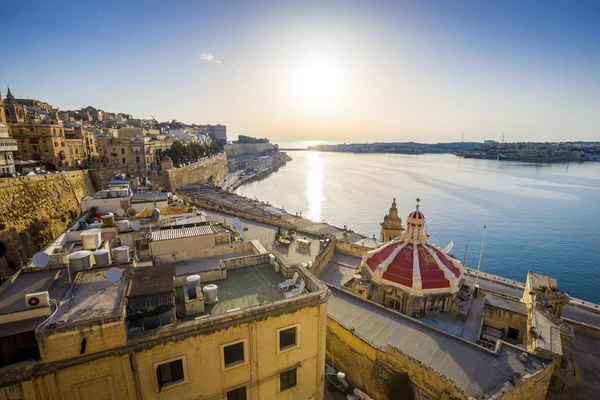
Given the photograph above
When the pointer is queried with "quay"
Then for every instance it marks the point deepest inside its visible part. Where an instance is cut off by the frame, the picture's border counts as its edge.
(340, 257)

--

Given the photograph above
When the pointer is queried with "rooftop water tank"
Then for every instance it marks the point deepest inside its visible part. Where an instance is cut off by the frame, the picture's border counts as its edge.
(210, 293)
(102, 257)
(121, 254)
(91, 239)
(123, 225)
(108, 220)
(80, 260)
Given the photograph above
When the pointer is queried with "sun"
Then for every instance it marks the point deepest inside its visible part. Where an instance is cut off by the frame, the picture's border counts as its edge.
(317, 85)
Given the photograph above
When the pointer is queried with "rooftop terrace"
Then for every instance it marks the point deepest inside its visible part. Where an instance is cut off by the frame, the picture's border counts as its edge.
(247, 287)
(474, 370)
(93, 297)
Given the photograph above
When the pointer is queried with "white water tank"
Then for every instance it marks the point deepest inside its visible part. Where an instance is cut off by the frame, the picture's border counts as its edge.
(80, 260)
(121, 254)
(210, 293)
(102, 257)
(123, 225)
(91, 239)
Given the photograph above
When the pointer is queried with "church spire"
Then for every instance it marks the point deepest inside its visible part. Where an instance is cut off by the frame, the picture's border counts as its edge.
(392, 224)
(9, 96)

* * *

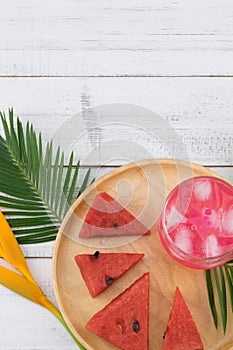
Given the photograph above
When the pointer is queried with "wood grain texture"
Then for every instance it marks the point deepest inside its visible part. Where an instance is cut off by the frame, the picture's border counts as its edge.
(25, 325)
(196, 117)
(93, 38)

▶ Task details
Please pick out every line above that contains the word "water", and copy each of those lines.

▶ Response
When the pointer is queried with "rooftop water tank"
When the pointer is queried with "white water tank"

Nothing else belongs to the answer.